=== SOURCE TEXT ===

[ovirt-devel] Re: Backup: how to download only used extents from imageio backend

30 Jun 2020

      hi,

On Tue, Jun 30, 2020 at 04:49:01PM +0300, Nir Soffer wrote:
...
On Tue, Jun 30, 2020 at 10:32 AM Michael Ablassmeier <abi@grinser.de> wrote:
...
https://tranfer_node:54322/images/d471c659-889f-4e7f-b55a-a475649c48a6/exten...
As i failed to find them, are there any existing functions/api calls
that could be used to download only the used extents to a file/fifo
pipe?
To use _internal.io.copy to copy the image to tape, we need to solve
several issues:
1. how do you write the extents to tape so that you can extract them later?
2. provide a backend that knows how to stream data to tape in the right format
3. fix client.download() to consider the number of writers allowed by
the backend,
   since streaming to tape using multiple writers will not be possible.
so, speaking as someone who works for a backup vendor, issue  1 and 2 are
already solved by our software, the backend is there, we just need an
way to extract the data from the api without storing it into a file
first. Something like:

 backup_vm.py full <vm_uuid> pipe

is already sufficient, as our backup client software would simply read
the data from the pipe, sending it to our backend which does all the
stuff regarding tape communication and format.

The old implementation used the snapshot/attach feature, where our
backup client is reading directly from the attached storage device,
sending the data to the backend, which cares about multiplexing to tape,
possible dedpulication, etc..

Tape is not the only use case here, most of the times our customers want
to write data to storage devices which do not expose an regular file
system (such as dedup services, StoreOnce, Virtual Tape solutions etc).
...
To restore this backup, you need to:
1. find the tar in the tape (I have no idea how you would do this)
2. extract backup info from the tar
3. extract extents from the tar
1-3 are not an issue here and handled by our backend
...
4. start an upload transfer
5. for each data extent:
    read data from the tar member, and send to imageio using the right
    offset and size
that is some good information, so it is possible to create an empty disk
with the same size using the API and then directly send the extents with
their propper offset. How does it look with an incremental backup on top
of an just restored full backup. Does the imageio backend automatically
rebase and commit the data from the incremental backup during upload?

=== SUPPLIED MATERIAL ===

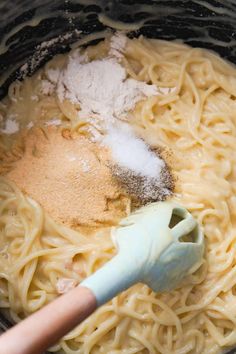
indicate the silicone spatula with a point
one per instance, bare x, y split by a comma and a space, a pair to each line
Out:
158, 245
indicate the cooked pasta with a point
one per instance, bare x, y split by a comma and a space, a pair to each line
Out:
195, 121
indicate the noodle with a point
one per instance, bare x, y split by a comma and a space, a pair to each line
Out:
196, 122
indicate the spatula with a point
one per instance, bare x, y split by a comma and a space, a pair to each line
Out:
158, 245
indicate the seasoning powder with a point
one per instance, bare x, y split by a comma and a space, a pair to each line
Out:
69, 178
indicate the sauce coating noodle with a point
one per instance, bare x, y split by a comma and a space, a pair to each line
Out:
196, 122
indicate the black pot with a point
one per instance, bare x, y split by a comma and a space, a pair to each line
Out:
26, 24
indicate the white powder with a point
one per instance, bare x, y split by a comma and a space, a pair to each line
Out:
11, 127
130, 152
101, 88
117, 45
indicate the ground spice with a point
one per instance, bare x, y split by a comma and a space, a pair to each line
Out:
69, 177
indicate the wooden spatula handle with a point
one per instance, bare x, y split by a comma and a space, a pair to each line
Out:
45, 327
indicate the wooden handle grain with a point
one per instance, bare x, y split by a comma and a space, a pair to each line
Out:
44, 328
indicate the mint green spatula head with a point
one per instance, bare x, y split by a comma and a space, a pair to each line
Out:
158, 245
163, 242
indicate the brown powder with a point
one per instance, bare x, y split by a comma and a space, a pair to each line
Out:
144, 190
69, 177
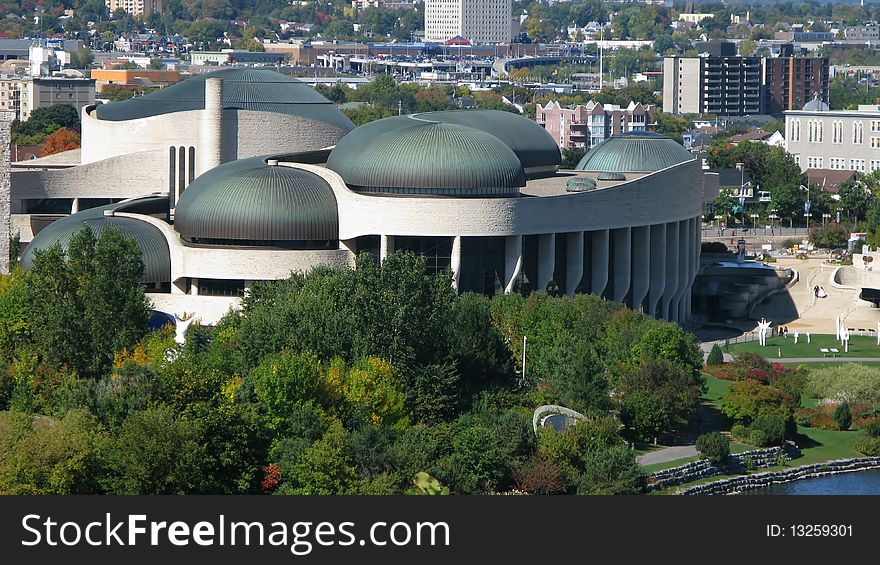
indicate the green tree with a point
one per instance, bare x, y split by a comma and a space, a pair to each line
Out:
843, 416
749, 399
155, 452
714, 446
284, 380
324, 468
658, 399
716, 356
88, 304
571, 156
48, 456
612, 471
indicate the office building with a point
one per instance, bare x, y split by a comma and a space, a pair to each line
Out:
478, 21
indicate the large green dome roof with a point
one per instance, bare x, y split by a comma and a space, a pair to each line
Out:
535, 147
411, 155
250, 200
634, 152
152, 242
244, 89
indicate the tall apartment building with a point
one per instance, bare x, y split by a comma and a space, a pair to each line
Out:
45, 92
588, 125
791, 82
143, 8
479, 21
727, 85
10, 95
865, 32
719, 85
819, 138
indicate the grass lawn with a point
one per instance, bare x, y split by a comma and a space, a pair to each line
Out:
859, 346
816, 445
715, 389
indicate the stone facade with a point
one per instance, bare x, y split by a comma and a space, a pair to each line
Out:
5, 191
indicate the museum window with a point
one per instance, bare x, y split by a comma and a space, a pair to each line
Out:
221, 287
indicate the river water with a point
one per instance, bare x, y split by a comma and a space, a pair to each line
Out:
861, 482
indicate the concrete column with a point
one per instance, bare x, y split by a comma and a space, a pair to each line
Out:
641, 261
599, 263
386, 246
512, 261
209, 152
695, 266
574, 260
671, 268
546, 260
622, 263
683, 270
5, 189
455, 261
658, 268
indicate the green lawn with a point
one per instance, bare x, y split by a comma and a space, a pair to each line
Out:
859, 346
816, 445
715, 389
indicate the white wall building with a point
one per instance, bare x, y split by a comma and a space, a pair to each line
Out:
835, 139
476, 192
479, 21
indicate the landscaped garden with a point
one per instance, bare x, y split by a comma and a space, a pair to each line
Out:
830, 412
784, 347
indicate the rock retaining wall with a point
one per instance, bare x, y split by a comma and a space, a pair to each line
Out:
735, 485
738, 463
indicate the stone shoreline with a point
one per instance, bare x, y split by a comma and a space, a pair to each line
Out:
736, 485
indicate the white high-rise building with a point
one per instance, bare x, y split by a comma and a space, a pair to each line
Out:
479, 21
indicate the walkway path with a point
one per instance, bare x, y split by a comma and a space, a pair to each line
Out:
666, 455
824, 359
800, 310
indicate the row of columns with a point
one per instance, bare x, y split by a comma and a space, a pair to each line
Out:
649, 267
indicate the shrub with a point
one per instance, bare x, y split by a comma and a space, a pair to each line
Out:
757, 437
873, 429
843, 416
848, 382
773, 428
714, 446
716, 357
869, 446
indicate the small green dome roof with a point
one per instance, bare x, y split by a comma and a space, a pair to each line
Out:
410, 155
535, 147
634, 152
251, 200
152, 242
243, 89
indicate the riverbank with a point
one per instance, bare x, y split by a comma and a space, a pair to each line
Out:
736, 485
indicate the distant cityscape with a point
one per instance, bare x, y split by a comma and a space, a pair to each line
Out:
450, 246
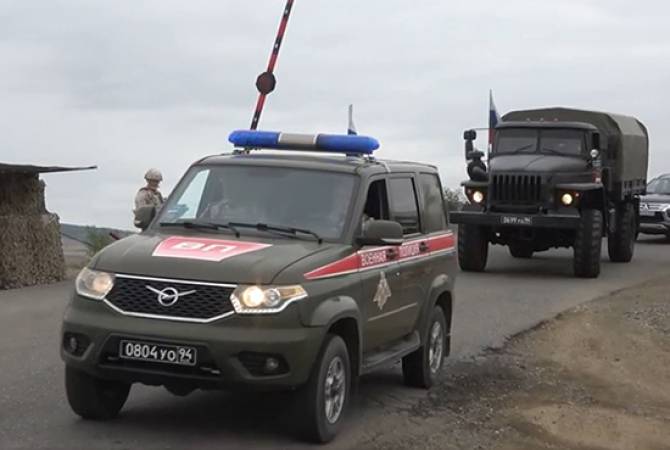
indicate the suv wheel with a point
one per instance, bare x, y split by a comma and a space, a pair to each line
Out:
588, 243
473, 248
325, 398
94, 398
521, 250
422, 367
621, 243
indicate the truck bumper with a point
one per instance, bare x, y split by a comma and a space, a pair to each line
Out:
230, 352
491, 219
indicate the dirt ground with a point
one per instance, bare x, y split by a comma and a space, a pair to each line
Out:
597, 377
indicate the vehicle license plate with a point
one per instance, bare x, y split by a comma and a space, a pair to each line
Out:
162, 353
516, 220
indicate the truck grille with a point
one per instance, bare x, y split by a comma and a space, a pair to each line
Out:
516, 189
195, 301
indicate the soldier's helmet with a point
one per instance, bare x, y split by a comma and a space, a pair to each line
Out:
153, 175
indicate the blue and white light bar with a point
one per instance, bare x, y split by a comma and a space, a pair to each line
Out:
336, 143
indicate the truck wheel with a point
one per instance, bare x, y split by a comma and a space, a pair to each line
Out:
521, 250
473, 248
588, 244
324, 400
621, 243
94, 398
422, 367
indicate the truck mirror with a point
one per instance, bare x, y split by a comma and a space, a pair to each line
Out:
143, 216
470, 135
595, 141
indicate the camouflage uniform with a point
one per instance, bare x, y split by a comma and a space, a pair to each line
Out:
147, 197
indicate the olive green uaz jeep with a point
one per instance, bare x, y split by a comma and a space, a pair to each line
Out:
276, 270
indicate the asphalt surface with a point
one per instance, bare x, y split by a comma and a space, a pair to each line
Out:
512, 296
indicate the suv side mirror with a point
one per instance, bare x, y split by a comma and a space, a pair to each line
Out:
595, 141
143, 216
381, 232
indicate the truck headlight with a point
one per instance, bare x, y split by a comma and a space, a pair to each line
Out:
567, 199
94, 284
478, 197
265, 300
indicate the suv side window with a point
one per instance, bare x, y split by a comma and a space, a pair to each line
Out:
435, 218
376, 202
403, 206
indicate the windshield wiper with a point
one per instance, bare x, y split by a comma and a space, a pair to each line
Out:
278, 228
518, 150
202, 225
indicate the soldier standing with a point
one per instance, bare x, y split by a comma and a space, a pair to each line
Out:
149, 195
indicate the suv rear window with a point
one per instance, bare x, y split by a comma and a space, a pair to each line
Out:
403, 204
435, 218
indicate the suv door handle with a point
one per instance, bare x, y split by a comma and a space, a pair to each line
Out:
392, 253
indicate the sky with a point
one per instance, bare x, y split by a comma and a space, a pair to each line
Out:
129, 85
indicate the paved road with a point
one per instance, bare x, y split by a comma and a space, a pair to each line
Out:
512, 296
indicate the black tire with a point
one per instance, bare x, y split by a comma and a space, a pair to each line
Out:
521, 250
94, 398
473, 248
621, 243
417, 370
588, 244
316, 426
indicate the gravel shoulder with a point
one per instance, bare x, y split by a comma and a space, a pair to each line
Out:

===
=== SUPPLIED MATERIAL ===

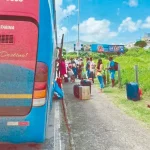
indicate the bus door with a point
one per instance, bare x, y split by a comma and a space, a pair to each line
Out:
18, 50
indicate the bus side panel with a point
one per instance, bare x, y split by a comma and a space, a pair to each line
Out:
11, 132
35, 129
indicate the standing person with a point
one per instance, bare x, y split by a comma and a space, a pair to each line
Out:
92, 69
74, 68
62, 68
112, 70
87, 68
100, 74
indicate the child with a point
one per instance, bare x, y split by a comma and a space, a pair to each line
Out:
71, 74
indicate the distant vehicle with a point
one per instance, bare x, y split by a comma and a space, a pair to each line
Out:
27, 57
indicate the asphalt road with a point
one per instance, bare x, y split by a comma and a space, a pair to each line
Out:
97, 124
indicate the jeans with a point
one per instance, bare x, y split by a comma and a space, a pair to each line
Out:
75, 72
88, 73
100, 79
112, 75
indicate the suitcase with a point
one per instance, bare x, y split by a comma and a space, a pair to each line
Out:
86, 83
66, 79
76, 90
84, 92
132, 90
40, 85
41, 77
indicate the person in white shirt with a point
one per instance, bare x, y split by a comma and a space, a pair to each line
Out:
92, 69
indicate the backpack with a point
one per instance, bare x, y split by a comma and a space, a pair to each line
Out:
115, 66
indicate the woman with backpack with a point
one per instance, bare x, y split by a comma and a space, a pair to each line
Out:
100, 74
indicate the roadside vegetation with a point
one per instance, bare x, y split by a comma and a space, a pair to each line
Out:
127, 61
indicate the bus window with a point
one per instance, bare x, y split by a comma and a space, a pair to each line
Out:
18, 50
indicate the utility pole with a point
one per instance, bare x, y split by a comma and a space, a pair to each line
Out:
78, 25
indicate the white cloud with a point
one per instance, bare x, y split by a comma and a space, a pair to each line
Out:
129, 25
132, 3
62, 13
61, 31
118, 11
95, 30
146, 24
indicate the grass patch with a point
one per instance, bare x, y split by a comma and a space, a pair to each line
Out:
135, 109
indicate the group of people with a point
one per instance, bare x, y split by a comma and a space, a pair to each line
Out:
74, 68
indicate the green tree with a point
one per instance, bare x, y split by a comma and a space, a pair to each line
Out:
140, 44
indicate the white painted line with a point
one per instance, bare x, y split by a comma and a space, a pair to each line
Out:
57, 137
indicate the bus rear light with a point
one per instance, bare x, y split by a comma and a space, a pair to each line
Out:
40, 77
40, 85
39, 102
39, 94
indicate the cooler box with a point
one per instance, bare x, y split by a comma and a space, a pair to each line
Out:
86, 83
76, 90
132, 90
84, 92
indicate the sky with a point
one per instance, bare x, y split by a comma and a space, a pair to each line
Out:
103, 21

===

Update the stretch of the imageio backup message from "is already sufficient, as" through "possible dedpulication, etc..", changing "backup client" to "backup agent".

is already sufficient, as our backup agent software would simply read
the data from the pipe, sending it to our backend which does all the
stuff regarding tape communication and format.

The old implementation used the snapshot/attach feature, where our
backup agent is reading directly from the attached storage device,
sending the data to the backend, which cares about multiplexing to tape,
possible dedpulication, etc..